Rewrite the listing below with every occurrence of "mask" changed to "region" and nothing else altered.

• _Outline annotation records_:

════════

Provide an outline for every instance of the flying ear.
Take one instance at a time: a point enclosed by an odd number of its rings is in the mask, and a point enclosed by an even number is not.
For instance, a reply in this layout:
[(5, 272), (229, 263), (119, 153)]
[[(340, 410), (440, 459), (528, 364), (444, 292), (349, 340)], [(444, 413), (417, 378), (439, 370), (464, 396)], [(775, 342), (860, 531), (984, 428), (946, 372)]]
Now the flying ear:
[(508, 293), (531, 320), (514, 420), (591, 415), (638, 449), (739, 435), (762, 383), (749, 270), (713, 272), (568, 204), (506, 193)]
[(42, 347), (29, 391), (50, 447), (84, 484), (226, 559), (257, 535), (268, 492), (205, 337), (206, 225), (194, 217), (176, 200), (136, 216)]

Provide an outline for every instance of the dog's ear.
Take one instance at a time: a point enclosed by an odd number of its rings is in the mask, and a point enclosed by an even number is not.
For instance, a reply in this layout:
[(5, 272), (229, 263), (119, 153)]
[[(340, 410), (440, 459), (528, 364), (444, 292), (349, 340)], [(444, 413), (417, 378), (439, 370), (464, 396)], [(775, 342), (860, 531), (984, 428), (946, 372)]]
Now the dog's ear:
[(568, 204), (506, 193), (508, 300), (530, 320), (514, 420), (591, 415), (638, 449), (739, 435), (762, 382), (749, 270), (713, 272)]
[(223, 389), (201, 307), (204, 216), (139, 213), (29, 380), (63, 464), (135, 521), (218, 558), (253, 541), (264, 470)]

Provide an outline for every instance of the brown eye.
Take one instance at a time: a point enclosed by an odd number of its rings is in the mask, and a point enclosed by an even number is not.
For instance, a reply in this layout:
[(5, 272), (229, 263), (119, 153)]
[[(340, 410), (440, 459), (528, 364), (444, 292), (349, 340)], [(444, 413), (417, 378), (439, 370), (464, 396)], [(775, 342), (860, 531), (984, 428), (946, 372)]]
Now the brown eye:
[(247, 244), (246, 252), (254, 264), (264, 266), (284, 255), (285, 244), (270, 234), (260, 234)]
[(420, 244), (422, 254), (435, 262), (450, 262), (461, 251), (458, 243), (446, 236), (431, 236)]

════════

• _Output below_:
Provide an outline for every instance of the flying ear.
Take one instance at a time: a point enclosed by an odd number of its rings is in the region, and a point enclosed by an even number is not.
For instance, a reply in this layout:
[(5, 272), (229, 263), (119, 153)]
[[(340, 410), (440, 459), (528, 364), (444, 292), (349, 340)], [(444, 413), (417, 378), (439, 370), (464, 396)], [(775, 342), (860, 531), (984, 428), (946, 372)]]
Now the flying ear:
[(508, 293), (531, 320), (514, 420), (591, 415), (638, 449), (739, 435), (762, 383), (749, 270), (713, 272), (568, 204), (506, 193)]
[(42, 347), (29, 391), (50, 447), (84, 484), (226, 559), (257, 535), (268, 492), (205, 337), (206, 225), (194, 217), (176, 200), (136, 216)]

Provide an outline for every instance of the dog's ear.
Take one instance at a time: a point enclosed by an odd number of its rings is in the region, and a point enclosed by an even number is not.
For instance, a reply in this layout:
[(5, 272), (229, 263), (119, 153)]
[[(340, 410), (440, 459), (528, 364), (444, 292), (349, 340)], [(444, 413), (417, 378), (439, 370), (464, 396)], [(775, 342), (860, 531), (984, 428), (946, 372)]]
Now the dog's ear:
[(568, 204), (506, 193), (508, 300), (530, 320), (514, 420), (591, 415), (638, 449), (739, 435), (762, 382), (749, 270), (713, 272)]
[(223, 389), (201, 307), (204, 216), (139, 213), (29, 380), (63, 464), (135, 521), (218, 558), (253, 541), (264, 470)]

Provide an outline for every instance of the brown eye.
Take one instance at a time: a point enclosed by an odd number of its rings is in the region, and a point enclosed by an even number is not.
For instance, a reply in this layout:
[(5, 272), (229, 263), (119, 153)]
[[(340, 410), (440, 459), (528, 364), (444, 292), (349, 340)], [(444, 413), (417, 378), (439, 370), (464, 396)], [(775, 342), (860, 531), (984, 428), (946, 372)]]
Now the brown eye:
[(247, 244), (246, 252), (254, 264), (264, 266), (284, 255), (285, 244), (270, 234), (260, 234)]
[(420, 244), (422, 254), (435, 262), (450, 262), (461, 251), (458, 243), (446, 236), (431, 236)]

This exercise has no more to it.